Source document:
=== Section Start ===

Does anyone know if this Prospect Theater is the same one seen briefly (once at night, once in daylight) in the 1982 Italian slasher film NEW YORK RIPPER? By pausing the frame and looking at any pictures found here it doesn’t really look the same, but it definitely says PROSPECT on the marquee in the film and doesn’t look like the other PROSPECT in Brooklyn. Also, in the film it looks like there was a store across the street from the theater called LONDON HATS. And there’s a long, elevated train staircase at the end of the block – the 7 train?

meredithlee
meredithlee commented about Academy Cinemas on Feb 23, 2009 at 2:46 pm

SEVEN BEAUTIES opened at the Exeter for sure, I was there opening night. SWEPT AWAY may have played there too, can’t remember. Believe it or not (well Ron, I bet you may share this obsession) I have every movie ticket stub since about 1968 when I got old enough to start my own little collection of things, and later, when I have nothing to do (besides perusing this site) I might just dump them on the floor and start sorting them by city, so I can remember where things played! Before they printed the name of the film on the tickets I used to write the titles on, very small on some of those tiny old stubs! Difficult when they were long titles and double bills!

meredithlee
meredithlee commented about Academy Cinemas on Feb 23, 2009 at 2:20 pm

I think the Academy Twin opened around 1969 or 1970. I remember Monday and Tuesday nights were 1 dollar nights. Early films they had were BUTCH CASSIDY, and THE STERILE CUKOO – I recall these 2 especially since they were rated M and we hoped they would let us in as we were 12. Sometimes we passed, sometimes not. Later, THE SEDUCTION OF MIMI was a huge hit there. Funny to think a foreign film opened in Newton Center and not downtown or Harvard Square. Maybe it played there too but I didn’t recall hearing about it before it came to the Academy and I was really into foreign films by that time. The lobby had great mod movie posters of old stars, like Jean Harlow and Charlie Chaplin – all swirly pinks and oranges.

meredithlee
meredithlee commented about Coolidge Corner Theatre on Feb 23, 2009 at 2:11 pm

Thanks Ron! I spent A LOT of time there, can’t believe I forgot the name!

meredithlee
meredithlee commented about Coolidge Corner Theatre on Feb 23, 2009 at 1:46 pm

I remember sitting in the (mostly empty) balcony with school friends in 1970 watching the matinee double bill of IF IT’S TUESDAY, THIS MUST BE BELGIUM, and THE RUSSIANS ARE COMING, THE RUSSIANS ARE COMING. I don’t recall the films much, so I assume we were just talking a lot and fooling around. Same as I recall going to Fenway to see Red Sox games at the same age!

=== Section End ===

[Saved entries]
=== Section Start ===

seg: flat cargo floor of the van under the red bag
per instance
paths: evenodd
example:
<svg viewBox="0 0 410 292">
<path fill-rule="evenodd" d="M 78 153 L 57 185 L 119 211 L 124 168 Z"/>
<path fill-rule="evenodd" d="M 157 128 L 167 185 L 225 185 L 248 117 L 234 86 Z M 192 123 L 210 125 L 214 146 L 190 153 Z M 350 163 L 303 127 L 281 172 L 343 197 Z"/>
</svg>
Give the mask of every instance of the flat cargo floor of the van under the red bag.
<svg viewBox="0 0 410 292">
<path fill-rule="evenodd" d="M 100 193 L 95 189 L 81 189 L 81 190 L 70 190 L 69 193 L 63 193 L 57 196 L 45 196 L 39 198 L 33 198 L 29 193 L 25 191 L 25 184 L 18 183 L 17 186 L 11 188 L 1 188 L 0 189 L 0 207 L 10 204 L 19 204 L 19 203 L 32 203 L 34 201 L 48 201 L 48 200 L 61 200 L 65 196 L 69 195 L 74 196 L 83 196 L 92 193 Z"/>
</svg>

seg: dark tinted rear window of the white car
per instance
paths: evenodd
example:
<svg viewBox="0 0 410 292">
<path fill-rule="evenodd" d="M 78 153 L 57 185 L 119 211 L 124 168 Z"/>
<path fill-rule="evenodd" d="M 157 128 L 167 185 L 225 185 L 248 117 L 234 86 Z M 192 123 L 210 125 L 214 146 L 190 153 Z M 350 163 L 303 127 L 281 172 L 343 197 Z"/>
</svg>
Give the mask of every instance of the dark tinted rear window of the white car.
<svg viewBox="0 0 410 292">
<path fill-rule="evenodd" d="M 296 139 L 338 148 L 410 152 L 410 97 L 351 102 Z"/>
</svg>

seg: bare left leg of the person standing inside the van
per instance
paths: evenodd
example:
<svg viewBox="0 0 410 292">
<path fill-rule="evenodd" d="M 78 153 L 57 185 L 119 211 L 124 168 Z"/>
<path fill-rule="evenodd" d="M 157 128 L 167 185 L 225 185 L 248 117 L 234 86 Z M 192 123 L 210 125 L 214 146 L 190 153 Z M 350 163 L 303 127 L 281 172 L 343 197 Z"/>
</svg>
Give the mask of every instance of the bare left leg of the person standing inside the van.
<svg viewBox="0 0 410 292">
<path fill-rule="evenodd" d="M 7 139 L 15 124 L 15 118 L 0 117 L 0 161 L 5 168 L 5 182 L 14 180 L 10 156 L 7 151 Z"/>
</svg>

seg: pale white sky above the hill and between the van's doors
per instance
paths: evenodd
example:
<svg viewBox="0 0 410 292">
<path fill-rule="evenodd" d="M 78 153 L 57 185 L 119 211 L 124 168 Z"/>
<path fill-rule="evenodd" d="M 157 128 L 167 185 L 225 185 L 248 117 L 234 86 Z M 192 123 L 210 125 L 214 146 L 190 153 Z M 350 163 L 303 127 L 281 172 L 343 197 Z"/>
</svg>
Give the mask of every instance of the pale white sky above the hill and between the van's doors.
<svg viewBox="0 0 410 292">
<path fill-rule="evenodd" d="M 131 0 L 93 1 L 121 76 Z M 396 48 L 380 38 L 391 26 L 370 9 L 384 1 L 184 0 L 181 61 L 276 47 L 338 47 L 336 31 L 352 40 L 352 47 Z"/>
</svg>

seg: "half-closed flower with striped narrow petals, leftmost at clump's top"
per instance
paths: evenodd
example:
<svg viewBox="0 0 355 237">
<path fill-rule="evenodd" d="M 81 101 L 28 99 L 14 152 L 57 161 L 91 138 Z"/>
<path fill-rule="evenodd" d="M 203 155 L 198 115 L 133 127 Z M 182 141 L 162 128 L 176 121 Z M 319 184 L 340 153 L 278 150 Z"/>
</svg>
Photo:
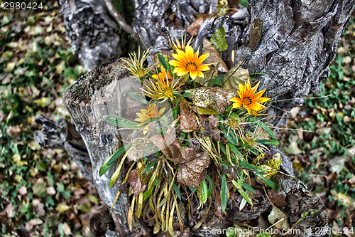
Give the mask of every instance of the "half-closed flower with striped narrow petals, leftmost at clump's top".
<svg viewBox="0 0 355 237">
<path fill-rule="evenodd" d="M 127 70 L 129 70 L 133 77 L 143 78 L 143 76 L 146 75 L 148 71 L 151 70 L 151 68 L 153 67 L 153 65 L 148 68 L 143 67 L 143 63 L 148 58 L 148 51 L 143 51 L 142 57 L 140 48 L 138 48 L 138 57 L 136 55 L 136 52 L 129 53 L 129 58 L 131 59 L 131 61 L 122 59 L 122 61 L 124 61 L 124 63 L 126 63 L 127 65 L 122 65 L 121 68 L 126 68 Z"/>
</svg>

=== Section End ===

Task item A:
In the movie theater comments, which nights were 1 dollar nights at the Academy Twin?
Task item B:
Carry on the movie theater comments from their last sentence.

Written response A:
Monday and Tuesday nights.

Written response B:
Does anyone remember the name of the little twin cinema that opened in Newton Center around the same time?

meredithlee
meredithlee commented about Royal Theatre on Feb 22, 2009 at 11:45 am

Here’s the passage from Jack Kerouac’s autobiographical novel DOCTOR SAX about the Royal:
We waited impatiently for 1:15 movie time, sometimes arrived 12:30 and waited all that time looking at cherubims in the ceiling, round Moorish Royal Theater pink and gilt and crystal-crazy ceiling with a Sistine Madonna around the dull knob where a chandelier should be,-long waits in rickety nervous snapping bubblegum seat-scuff scattle tatter “Shaddap!” of usher, who also had a hand missing with a hook at the hump World War 1 veteran my father knew him well fine fellow-waiting for Tim Mccoy to jump onscreen, or Hoot Gibson, or Mix, Tom Mix…..

meredithlee
meredithlee commented about Crown Theater on Feb 13, 2009 at 6:11 pm

Here’s Jack Kerouac’s description in his book DOCTOR SAX:
“Sunday afternoon at the Crown Theater with rats in the balcony and the time we threw boxes of ice cream at the miser in the movie foreclosing the widow’s mortgage and a 90 year old cop came upstairs to try to find us."
This episode in his autobiographical novel takes place around 1936 – around the time of the largest flood there.

meredithlee
meredithlee commented about RKO Keith's Theatre on Feb 13, 2009 at 11:22 am

It says 368 Bleeker, at Charles St, for Cucina Della Fontana in the ‘97 Zagat guide. Maybe even posting a couple of fliers around the village asking if anyone ever worked there, or a posting on Craigslist. It was a big place, the kind you would go to with a group – that fountain must be in countless party snapshots! Maybe it wound up at Rescued Estates on Houston, a place like that.

meredithlee
meredithlee commented about RKO Keith's Theatre on Feb 13, 2009 at 1:40 am

I wish I could remember, I remember it was large, took up the middle of the place. Maybe we can find some wait staff who worked there somehow. Are there websites for defunct restaurants like there are for defunct cinemas? Anyway, I’ll email one of the shots posted here to an old friend who used to go there more often and I’ll write if I hear anything.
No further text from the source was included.